TEXTAUSZUG:
::::::

Höhe der Rechtsanwaltsvergütung in einem Prozesskostenhilfeverfahren
Beschränkung der sozialgerichtlichen Prüfungs- und ggf. Korrekturkompetenz
Rügeobliegenheit der Staatskasse
Gründe:
I. Die Beteiligten streiten über die Höhe der Rechtsanwaltsvergütung in einem Prozesskostenhilfeverfahren.
Der Beschwerdeführer wurde mit Beschluss des Sozialgerichts (SG) Braunschweig vom 1. Februar 2013 im Klageverfahren zum Aktenzeichen S 25 AS 989/10 den dortigen zwei Klägern als Prozessbevollmächtigter ab dem 31. Januar 2013 beigeordnet, nachdem das SG zuvor den Antrag auf Bewilligung von Prozesskostenhilfe (PKH) mit Beschluss vom 23. Dezember 2010 abgelehnt hatte. In dem
am 20. Februar 2010 anhängig gemachten Klageverfahren stritten die dortigen Beteiligten um Leistungen nach dem Zweiten Buch Sozialgesetzbuch (SGB II). Das Verfahren endete durch einen in der öffentlichen Sitzung des SG am 31. Januar 2013 geschlossenen Vergleich. In diesem Vergleich wurde unter Ziffer 3 geregelt, dass die Kläger die Klagen
zu den Aktenzeichen S 25 AS 2048/12, S 25 AS 2049/12 und die dazu gestellten PKH-Anträge sowie die Klage zum Aktenzeichen S 25 AS 2050/12 zurücknehmen.

::::::

AUFGABENSTELLUNG:
- A) Ersetze im Textauszug den Abschnitt von "Der Beschwerdeführer wurde" bis einschließlich "AS 2050/12 zurücknehmen." und tausche dabei "Klageverfahren" gegen "Gerichtsverfahren" aus.
- B) Mit Beschluss von welchem Datum lehnte das Sozialgericht laut dem Textauszug den Antrag auf Bewilligung von Prozesskostenhilfe zunächst ab?

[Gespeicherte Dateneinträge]
::::::

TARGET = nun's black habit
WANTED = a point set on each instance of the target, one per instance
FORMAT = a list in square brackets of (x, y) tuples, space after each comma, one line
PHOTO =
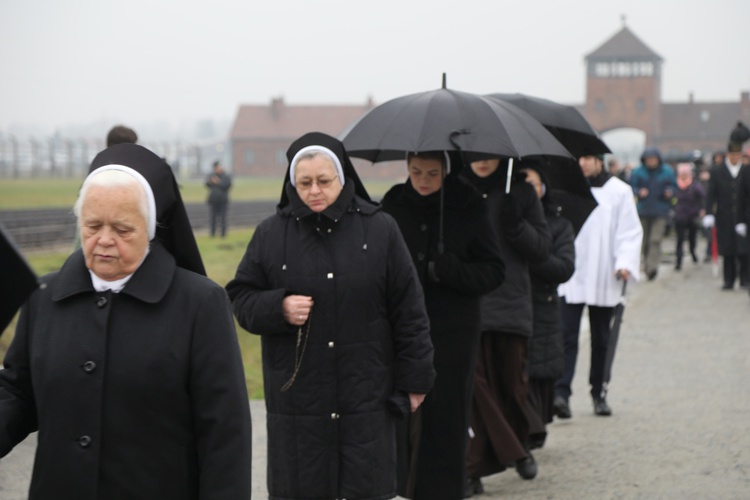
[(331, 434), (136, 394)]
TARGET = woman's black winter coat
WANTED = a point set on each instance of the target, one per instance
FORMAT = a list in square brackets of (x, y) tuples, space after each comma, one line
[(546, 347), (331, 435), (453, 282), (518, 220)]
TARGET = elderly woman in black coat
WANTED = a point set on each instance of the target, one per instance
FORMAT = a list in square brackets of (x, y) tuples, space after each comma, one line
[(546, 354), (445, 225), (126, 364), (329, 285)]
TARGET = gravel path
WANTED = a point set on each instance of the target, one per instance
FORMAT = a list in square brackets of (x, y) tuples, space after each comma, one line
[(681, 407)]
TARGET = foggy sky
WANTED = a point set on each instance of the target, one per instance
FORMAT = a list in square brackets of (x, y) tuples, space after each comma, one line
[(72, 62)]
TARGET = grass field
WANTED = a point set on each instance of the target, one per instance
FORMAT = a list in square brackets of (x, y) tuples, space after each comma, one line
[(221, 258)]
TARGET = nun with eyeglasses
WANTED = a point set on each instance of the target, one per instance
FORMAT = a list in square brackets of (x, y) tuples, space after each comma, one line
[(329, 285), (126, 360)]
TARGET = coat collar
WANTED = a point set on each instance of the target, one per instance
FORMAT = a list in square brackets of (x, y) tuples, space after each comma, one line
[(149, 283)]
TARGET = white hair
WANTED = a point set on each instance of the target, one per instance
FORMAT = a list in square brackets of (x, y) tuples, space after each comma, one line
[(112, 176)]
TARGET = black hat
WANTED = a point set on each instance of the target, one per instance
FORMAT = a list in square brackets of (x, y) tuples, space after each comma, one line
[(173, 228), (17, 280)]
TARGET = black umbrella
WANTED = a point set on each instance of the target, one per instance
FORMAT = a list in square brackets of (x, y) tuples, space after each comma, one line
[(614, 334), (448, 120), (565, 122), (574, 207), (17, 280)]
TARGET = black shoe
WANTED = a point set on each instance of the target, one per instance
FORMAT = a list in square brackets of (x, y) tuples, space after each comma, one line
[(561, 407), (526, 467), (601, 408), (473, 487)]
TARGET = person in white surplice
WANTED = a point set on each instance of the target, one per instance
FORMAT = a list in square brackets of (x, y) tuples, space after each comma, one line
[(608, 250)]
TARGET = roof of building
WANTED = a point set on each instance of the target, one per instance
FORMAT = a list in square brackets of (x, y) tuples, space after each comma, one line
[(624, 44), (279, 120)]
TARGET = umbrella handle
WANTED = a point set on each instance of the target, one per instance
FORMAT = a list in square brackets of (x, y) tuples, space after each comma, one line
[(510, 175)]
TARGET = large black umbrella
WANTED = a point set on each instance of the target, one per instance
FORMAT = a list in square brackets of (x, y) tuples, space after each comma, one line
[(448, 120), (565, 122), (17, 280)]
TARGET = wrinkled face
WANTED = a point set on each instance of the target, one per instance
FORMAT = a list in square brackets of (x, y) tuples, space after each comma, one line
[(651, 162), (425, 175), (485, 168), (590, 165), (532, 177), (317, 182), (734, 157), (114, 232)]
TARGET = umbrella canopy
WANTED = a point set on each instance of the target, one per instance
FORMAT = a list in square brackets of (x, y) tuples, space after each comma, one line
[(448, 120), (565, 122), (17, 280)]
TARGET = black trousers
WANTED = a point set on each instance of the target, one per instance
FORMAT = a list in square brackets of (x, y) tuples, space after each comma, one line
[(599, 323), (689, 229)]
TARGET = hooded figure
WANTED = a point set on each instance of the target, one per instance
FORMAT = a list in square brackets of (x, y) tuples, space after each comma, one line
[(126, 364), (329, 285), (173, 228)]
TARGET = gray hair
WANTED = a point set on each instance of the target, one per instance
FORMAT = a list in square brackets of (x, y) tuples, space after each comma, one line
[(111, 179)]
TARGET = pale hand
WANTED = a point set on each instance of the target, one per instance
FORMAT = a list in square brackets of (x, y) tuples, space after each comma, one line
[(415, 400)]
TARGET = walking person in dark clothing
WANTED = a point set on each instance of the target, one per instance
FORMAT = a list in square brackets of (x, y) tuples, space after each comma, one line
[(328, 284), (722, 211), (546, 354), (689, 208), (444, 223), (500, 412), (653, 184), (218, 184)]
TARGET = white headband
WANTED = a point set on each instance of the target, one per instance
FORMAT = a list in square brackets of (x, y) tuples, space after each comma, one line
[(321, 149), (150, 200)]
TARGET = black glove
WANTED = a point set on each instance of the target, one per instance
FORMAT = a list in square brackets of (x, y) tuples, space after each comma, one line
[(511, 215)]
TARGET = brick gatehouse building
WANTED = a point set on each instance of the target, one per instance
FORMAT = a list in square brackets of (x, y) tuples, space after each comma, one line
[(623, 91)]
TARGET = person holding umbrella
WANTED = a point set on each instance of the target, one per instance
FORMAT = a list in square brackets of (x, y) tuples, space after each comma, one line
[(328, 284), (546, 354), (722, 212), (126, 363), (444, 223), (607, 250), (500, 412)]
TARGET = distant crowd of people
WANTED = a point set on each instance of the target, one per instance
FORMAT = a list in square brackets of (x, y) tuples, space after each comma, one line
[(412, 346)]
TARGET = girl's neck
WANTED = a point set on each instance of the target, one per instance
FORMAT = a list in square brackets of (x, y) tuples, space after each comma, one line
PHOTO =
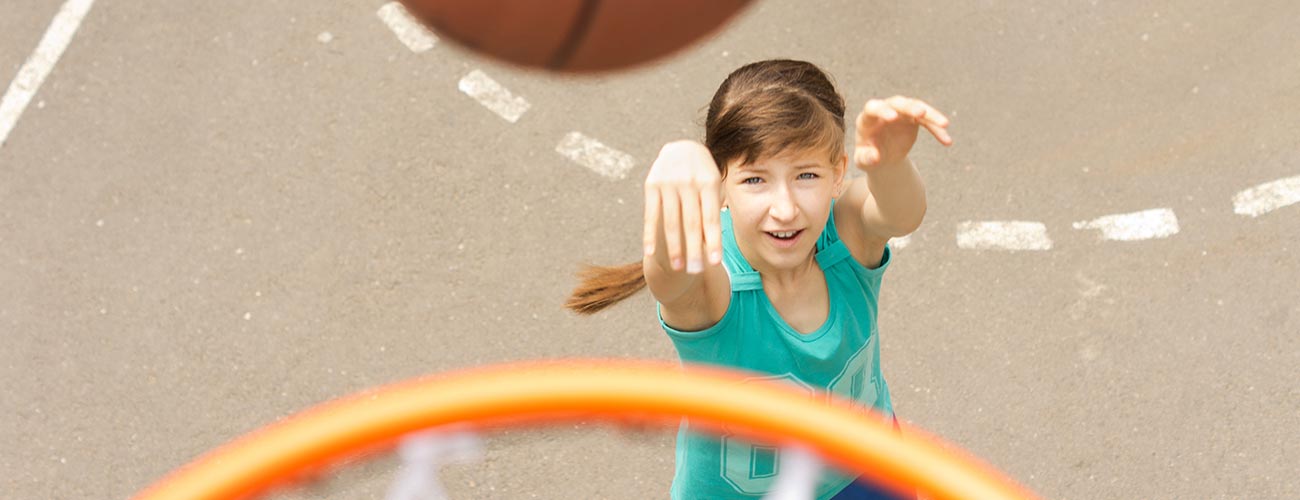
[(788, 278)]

::::::

LÖSUNGEN:
- A)
Der Beschwerdeführer wurde mit Beschluss des Sozialgerichts (SG) Braunschweig vom 1. Februar 2013 im Gerichtsverfahren zum Aktenzeichen S 25 AS 989/10 den dortigen zwei Klägern als Prozessbevollmächtigter ab dem 31. Januar 2013 beigeordnet, nachdem das SG zuvor den Antrag auf Bewilligung von Prozesskostenhilfe (PKH) mit Beschluss vom 23. Dezember 2010 abgelehnt hatte. In dem
am 20. Februar 2010 anhängig gemachten Gerichtsverfahren stritten die dortigen Beteiligten um Leistungen nach dem Zweiten Buch Sozialgesetzbuch (SGB II). Das Verfahren endete durch einen in der öffentlichen Sitzung des SG am 31. Januar 2013 geschlossenen Vergleich. In diesem Vergleich wurde unter Ziffer 3 geregelt, dass die Kläger die Klagen
zu den Aktenzeichen S 25 AS 2048/12, S 25 AS 2049/12 und die dazu gestellten PKH-Anträge sowie die Klage zum Aktenzeichen S 25 AS 2050/12 zurücknehmen.

- B) Mit Beschluss vom 23. Dezember 2010.